• [PASSAGE]:
__________
Then came the five brief, impassioned, jubilant, enigmatic years. At the gates of our world, there was Vietnam, of course, and the first major blow to the powers that be. But here, inside our walls, what exactly was taking place? An amalgam of revolutionary and antirepressive politics? A war fought on two fronts: against social exploitation and psychic repression? A surge of libido modulated by the class struggle? Perhaps. At any rate, it is this familiar, dualistic interpretation that has laid claim to the events of those years. The dream that cast its spell, between the First World War and fascism, over the dreamiest parts of Europe—the Germany of Wilhelm Reich, and the France of the surrealists—had returned and set fire to reality itself: Marx and Freud in the same incandescent light.
But is that really what happened? Had the Utopian project of the thirties been resumed, this time on the scale of historical practice? Or was there, on the contrary, a movement toward political struggles that no longer conformed to the model that Marxist tradition had prescribed? Toward an experience and a technology of desire that were no longer Freudian. It is true that the old banners were raised, but the combat shifted and spread into new zones.
Anti-Oedipus shows first of all how much ground has been covered. But it does much more than that. It wastes no time in discrediting the old idols, even though it does have a great deal of fun with Freud. Most important, it motivates us to go further.---Michel Foucault (1977) "preface" Anti-Oedipus: Capitalism and Schizophrenia (1972) by Gilles Deleuze and Felix Guattari,
I believe that Foucault's preface was added to the English translation. This indicates, I believe, how famous Foucault was becoming outside 'Europe' in the 1970s, and how little known, relatively speaking, Deleuze (and Guatarri) still were in the broader academy. [Of course, the previous two sentences are nonsense if the preface already existed in the French edition!]
One of the key functions of Foucault's preface is to announce and, thereby, to promote (ahh) a rupture in European thought. He does so by implying that the period between 1945-1965 was non-Utopian (or even anti-Utopian) in character; and dominated by (politically correct) conceptual references to Freud, Marx, and (what one may call) structuralism. While I was born after that period, if i recall correctly, as late as the early 1990s, Jay Cantor -- then a recent MacArthur prize winner -- would offer courses on modernism (ahh) structured around Marx, Freud, and Nietzsche.
__________
• [DATA LINES]:
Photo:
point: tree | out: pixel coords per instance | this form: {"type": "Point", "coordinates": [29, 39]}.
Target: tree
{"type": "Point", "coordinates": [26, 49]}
__________
• [SET TASKS]:
A - Write out, word for word, the part of the passage about Foucault's preface to Anti-Oedipus from "Then came the" to "same incandescent light.".
B - Extend the passage about Foucault's preface to Anti-Oedipus, beginning right after its final sentence.

• [RESULTS FOR EACH TASK]:
A -
Then came the five brief, impassioned, jubilant, enigmatic years. At the gates of our world, there was Vietnam, of course, and the first major blow to the powers that be. But here, inside our walls, what exactly was taking place? An amalgam of revolutionary and antirepressive politics? A war fought on two fronts: against social exploitation and psychic repression? A surge of libido modulated by the class struggle? Perhaps. At any rate, it is this familiar, dualistic interpretation that has laid claim to the events of those years. The dream that cast its spell, between the First World War and fascism, over the dreamiest parts of Europe—the Germany of Wilhelm Reich, and the France of the surrealists—had returned and set fire to reality itself: Marx and Freud in the same incandescent light.

B -
Part of Foucault's proposed change is more subtle; rather than adopting the stance of speaking truth to power (which we may associate with Sartre then, and Chomsky today), Foucault insists here on a difference stance regarding that "strange occupation", of "writing and speaking a measure of truth about oneself and one's time." (Of course, this may include speaking some truth to power.) This presupposes that one is capable of grasping some such self-knowledge (there are hints of Socrates here) and could somehow comprehend (elements of) one's time.
In his preface, Foucault claims that the intellectual edifice of the 1945-1965 was undermined not by contradictions in its internal logic or by other intellectual means, but in virtue of changed historical even political circumstances. One may say that Foucault presupposes that the "powers that be" structure intellectual thought, and that blows to that (political-financial) base undermine the intellectual superstructure.
A more jarring feature of Foucault's (ahh) analysis is that he treats 1965-1970 as a "jubilant" period. What's jarring about this is that while Foucauth mentions 'war' later in the paragraph, one of the key explicit causes of the "impassioned period,' Vietnam, can be best described as a carnage. Of course, these deaths were not European;* I am not one to take away the sense of warm nostalgia from the generation of 1968. But it is also notable that Foucault treats the period as enigmatic and he, thereby, volunteers that he is capable of speaking some truth about his own time (and so applying for the strange occupation).
As an aside, Foucault asserts here a European consciousness with its own self-understanding. This is, of course, quite standard for French intellectuals after Hegel (go read Sartre's (1961) preface to Fanon's Wretched of the Earth). But he does so without noting the -- recall Spivak's criticism of Foucault/Deleuze and defense of Derrida-- subaltern.
In Foucault's narrative Anti-Oedipus, is a (ahh) material sign-post on, an invitation to join the path beyond Freud, Marx, and the sign. (See here for some fun ngram data.) With some temporal distance, we can say that Foucault invites to a beyond-modernist intellectual landscape.+ What's notable, however, is that it is left unclear what has happened in the five jubilant years, was it (i) an attack on "social exploitation and psychic repression" (the old banners) or (ii) did new kinds of political struggles and new experience/technology of desire get developed? It's clear, I think, that Foucault believes (ii) is more likely, and that he thinks (i) involves some kind of self-deception. With the benefit of further hindsight, we can see that nostalgic social democratic interpretations (for whom Reagan, Thatcher, and Hayek are the Antichrists) conform to (i), whereas identity theorists and even (capitalist/technological) anarchic futurist theorists tend to conform more to (ii).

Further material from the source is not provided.